Could you give the data below again, exactly and completely?

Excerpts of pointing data
## BEGIN

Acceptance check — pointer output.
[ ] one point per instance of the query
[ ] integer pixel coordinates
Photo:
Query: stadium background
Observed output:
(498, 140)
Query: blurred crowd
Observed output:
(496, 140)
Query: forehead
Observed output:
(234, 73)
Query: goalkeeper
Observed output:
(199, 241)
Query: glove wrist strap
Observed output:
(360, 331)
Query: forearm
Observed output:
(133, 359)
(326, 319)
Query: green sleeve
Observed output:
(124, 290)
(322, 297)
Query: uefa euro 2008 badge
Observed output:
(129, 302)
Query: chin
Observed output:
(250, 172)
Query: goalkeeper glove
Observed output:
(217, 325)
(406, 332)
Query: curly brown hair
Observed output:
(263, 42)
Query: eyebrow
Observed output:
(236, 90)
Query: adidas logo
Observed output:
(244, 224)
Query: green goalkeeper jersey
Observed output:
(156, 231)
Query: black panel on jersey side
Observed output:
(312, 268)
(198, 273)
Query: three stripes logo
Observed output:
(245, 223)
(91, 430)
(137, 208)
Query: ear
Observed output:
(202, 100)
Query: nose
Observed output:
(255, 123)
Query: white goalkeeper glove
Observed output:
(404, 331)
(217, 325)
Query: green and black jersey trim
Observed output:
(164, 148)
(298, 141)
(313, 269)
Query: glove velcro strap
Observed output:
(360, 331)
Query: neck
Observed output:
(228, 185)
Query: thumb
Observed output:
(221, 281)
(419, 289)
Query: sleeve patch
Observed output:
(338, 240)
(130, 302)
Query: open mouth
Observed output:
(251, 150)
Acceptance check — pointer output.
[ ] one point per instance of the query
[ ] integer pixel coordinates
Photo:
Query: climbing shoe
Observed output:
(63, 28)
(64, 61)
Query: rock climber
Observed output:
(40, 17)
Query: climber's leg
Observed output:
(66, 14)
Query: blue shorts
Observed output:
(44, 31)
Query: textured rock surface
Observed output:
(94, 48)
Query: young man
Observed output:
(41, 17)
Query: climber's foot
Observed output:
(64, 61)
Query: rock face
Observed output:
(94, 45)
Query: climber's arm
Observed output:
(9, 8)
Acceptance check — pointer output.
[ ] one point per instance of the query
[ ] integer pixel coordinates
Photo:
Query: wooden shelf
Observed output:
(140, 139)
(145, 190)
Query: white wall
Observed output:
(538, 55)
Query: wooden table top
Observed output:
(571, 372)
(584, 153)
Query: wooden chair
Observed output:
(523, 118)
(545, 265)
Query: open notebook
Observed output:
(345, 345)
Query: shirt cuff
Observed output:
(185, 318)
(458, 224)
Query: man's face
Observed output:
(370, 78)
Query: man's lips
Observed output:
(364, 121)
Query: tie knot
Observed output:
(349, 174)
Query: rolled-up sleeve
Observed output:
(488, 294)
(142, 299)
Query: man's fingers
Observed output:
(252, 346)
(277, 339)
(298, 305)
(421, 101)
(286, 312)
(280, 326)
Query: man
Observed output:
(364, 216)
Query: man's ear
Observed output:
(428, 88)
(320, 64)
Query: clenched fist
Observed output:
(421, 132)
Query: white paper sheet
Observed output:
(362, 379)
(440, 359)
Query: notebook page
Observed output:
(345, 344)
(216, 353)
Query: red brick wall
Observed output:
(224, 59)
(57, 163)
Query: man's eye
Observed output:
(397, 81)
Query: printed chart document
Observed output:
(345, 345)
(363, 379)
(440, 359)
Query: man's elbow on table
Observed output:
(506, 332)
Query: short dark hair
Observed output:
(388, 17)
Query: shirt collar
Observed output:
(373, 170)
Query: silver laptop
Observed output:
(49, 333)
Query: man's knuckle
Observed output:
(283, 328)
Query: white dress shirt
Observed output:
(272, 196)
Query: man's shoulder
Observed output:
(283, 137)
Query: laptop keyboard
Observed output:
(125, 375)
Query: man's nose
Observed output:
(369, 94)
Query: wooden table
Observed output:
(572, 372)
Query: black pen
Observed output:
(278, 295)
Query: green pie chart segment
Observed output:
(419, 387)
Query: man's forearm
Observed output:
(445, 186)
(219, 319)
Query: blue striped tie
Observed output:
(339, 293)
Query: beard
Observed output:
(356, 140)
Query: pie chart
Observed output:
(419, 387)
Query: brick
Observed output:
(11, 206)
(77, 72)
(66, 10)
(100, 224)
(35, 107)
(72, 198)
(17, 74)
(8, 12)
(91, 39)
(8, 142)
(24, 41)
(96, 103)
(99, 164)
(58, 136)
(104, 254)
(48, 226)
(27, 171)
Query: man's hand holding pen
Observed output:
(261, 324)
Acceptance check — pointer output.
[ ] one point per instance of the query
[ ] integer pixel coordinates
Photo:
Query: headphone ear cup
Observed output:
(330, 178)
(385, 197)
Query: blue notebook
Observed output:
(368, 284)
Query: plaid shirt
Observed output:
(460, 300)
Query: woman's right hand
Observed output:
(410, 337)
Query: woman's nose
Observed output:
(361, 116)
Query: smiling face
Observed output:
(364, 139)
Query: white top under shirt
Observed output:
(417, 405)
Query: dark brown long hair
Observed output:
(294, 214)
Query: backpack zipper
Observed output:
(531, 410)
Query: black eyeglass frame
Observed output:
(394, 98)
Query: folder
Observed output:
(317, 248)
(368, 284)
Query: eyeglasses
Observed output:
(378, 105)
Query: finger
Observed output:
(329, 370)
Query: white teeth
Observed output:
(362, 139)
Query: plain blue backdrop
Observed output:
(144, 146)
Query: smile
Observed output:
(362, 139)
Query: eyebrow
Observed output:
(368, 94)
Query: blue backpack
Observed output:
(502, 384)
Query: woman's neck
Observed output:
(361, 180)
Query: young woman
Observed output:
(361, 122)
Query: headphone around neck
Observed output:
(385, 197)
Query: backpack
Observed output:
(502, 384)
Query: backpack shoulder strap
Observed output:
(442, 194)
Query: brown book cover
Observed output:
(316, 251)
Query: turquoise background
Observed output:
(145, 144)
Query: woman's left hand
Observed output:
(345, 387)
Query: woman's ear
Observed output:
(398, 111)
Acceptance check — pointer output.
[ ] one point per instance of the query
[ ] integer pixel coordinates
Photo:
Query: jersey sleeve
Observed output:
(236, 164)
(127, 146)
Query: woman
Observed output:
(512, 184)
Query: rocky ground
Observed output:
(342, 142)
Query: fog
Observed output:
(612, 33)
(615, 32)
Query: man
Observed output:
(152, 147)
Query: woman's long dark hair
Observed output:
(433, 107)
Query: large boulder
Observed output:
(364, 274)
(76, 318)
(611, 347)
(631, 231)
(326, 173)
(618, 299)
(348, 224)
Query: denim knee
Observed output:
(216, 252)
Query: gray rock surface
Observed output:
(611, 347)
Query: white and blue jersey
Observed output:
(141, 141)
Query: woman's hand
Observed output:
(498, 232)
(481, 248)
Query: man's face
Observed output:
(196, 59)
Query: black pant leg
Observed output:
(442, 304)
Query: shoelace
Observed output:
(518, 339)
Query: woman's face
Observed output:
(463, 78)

## END

◆ Response to the exercise
Acceptance check — pointer output.
[ ] one point per instance of the query
[ ] integer pixel coordinates
Photo:
Query: stadium background
Observed output:
(498, 140)
Query: blurred crowd
Observed output:
(496, 140)
Query: forehead
Observed output:
(234, 73)
Query: goalkeeper
Observed output:
(199, 241)
Query: glove wrist strap
Observed output:
(360, 331)
Query: forearm
Observed output:
(133, 359)
(326, 319)
Query: green sleeve
Observed output:
(124, 290)
(322, 297)
Query: uefa euro 2008 badge
Observed output:
(129, 302)
Query: chin
Observed output:
(250, 172)
Query: goalkeeper glove
Observed output:
(217, 325)
(406, 332)
Query: curly brown hair
Observed output:
(263, 42)
Query: eyebrow
Observed output:
(236, 90)
Query: adidas logo
Observed output:
(244, 224)
Query: green goalkeeper jersey
Observed output:
(156, 231)
Query: black panel on jersey side
Observed output:
(312, 268)
(198, 273)
Query: three stripes logo
Observed output:
(245, 223)
(91, 430)
(137, 208)
Query: ear
Observed output:
(202, 100)
Query: nose
Observed output:
(255, 123)
Query: white goalkeeper glove
Observed output:
(404, 331)
(217, 325)
Query: green and black jersey trim
Observed output:
(164, 148)
(298, 141)
(313, 269)
Query: glove velcro strap
Observed output:
(360, 331)
Query: neck
Observed output:
(228, 185)
Query: thumb
Observed output:
(221, 281)
(419, 289)
Query: sleeve patch
Observed output:
(338, 240)
(130, 302)
Query: open mouth
Observed output:
(251, 150)
Acceptance check — pointer output.
[ ] one point per instance of the query
[ ] integer pixel coordinates
Photo:
Query: climbing shoe
Observed output:
(63, 28)
(64, 61)
Query: rock climber
Observed output:
(40, 17)
Query: climber's leg
Observed output:
(66, 14)
Query: blue shorts
Observed output:
(44, 31)
Query: textured rock surface
Observed output:
(94, 48)
Query: young man
Observed output:
(41, 17)
Query: climber's foot
Observed output:
(64, 61)
Query: rock face
Observed output:
(94, 45)
Query: climber's arm
Observed output:
(9, 8)
Acceptance check — pointer output.
[ ] one point per instance of the query
[ ] integer pixel coordinates
Photo:
Query: wooden shelf
Observed output:
(140, 139)
(145, 190)
Query: white wall
Observed output:
(538, 55)
Query: wooden table top
Observed output:
(571, 372)
(584, 153)
Query: wooden chair
Observed output:
(523, 118)
(545, 265)
Query: open notebook
Observed output:
(345, 345)
Query: shirt cuff
Observed output:
(185, 318)
(458, 224)
Query: man's face
Observed output:
(370, 78)
Query: man's lips
Observed output:
(364, 121)
Query: tie knot
Observed output:
(349, 174)
Query: rolled-up sleeve
Observed output:
(488, 294)
(142, 299)
Query: man's fingers
Observed output:
(252, 346)
(277, 339)
(298, 305)
(421, 101)
(286, 312)
(280, 326)
Query: man
Observed output:
(364, 216)
Query: man's ear
Observed output:
(428, 88)
(320, 64)
Query: clenched fist
Observed output:
(421, 132)
Query: white paper sheet
Observed output:
(362, 379)
(440, 359)
Query: notebook page
Observed output:
(345, 344)
(216, 353)
Query: red brick wall
Observed output:
(224, 59)
(57, 163)
Query: man's eye
Observed output:
(397, 81)
Query: printed chart document
Observed output:
(345, 345)
(363, 379)
(440, 359)
Query: man's elbow on table
Observed output:
(506, 332)
Query: short dark hair
Observed output:
(388, 17)
Query: shirt collar
Observed output:
(373, 170)
Query: silver laptop
Observed output:
(49, 333)
Query: man's knuckle
Observed output:
(283, 328)
Query: white dress shirt
Observed output:
(272, 196)
Query: man's shoulder
Observed output:
(283, 137)
Query: laptop keyboard
Observed output:
(125, 375)
Query: man's nose
Observed output:
(369, 94)
Query: wooden table
Observed output:
(572, 372)
Query: black pen
Observed output:
(278, 295)
Query: green pie chart segment
Observed output:
(419, 387)
Query: man's forearm
Observed output:
(445, 186)
(219, 319)
Query: blue striped tie
Observed output:
(339, 293)
Query: beard
Observed output:
(356, 140)
Query: pie chart
Observed output:
(419, 387)
Query: brick
Observed output:
(11, 206)
(77, 72)
(66, 10)
(100, 224)
(35, 107)
(72, 198)
(17, 74)
(8, 12)
(91, 39)
(8, 142)
(24, 41)
(96, 103)
(99, 164)
(58, 136)
(104, 254)
(48, 226)
(27, 171)
Query: man's hand holding pen
Observed output:
(261, 324)
Acceptance check — pointer output.
[ ] one point per instance of the query
[ ] integer pixel coordinates
Photo:
Query: headphone ear cup
Observed output:
(330, 178)
(385, 197)
Query: blue notebook
Observed output:
(368, 284)
Query: plaid shirt
Observed output:
(460, 300)
Query: woman's right hand
Observed output:
(410, 337)
Query: woman's nose
Observed output:
(361, 116)
Query: smiling face
Observed output:
(364, 139)
Query: white top under shirt
Observed output:
(417, 405)
Query: dark brown long hair
Observed output:
(294, 214)
Query: backpack zipper
Observed output:
(531, 410)
Query: black eyeglass frame
Observed output:
(394, 98)
Query: folder
Observed output:
(317, 248)
(368, 284)
Query: eyeglasses
Observed output:
(378, 105)
Query: finger
Observed output:
(329, 370)
Query: white teeth
Observed output:
(362, 139)
Query: plain blue backdrop
Observed output:
(144, 146)
Query: smile
Observed output:
(362, 139)
Query: eyebrow
Observed output:
(368, 94)
Query: blue backpack
Observed output:
(502, 384)
Query: woman's neck
Observed output:
(361, 180)
Query: young woman
Observed output:
(361, 122)
Query: headphone around neck
Observed output:
(385, 197)
Query: backpack
Observed output:
(502, 384)
Query: backpack shoulder strap
Observed output:
(442, 194)
Query: brown book cover
Observed output:
(316, 251)
Query: turquoise background
Observed output:
(145, 144)
Query: woman's left hand
Observed output:
(345, 387)
Query: woman's ear
Observed output:
(398, 111)
Acceptance check — pointer output.
[ ] one point per instance of the query
[ ] integer pixel coordinates
Photo:
Query: jersey sleeve
Observed output:
(236, 164)
(127, 146)
Query: woman
Observed output:
(512, 184)
Query: rocky ground
Observed output:
(342, 142)
Query: fog
Observed output:
(612, 33)
(615, 32)
Query: man
Observed output:
(152, 147)
Query: woman's long dark hair
Observed output:
(433, 107)
Query: large boulder
Observed output:
(364, 274)
(76, 318)
(611, 347)
(631, 231)
(326, 173)
(618, 299)
(348, 224)
Query: denim knee
Observed output:
(216, 252)
Query: gray rock surface
Observed output:
(611, 347)
Query: white and blue jersey
Observed output:
(141, 141)
Query: woman's hand
Observed output:
(498, 232)
(481, 248)
Query: man's face
Observed output:
(196, 59)
Query: black pant leg
Observed output:
(442, 304)
Query: shoelace
Observed output:
(518, 339)
Query: woman's face
Observed output:
(463, 78)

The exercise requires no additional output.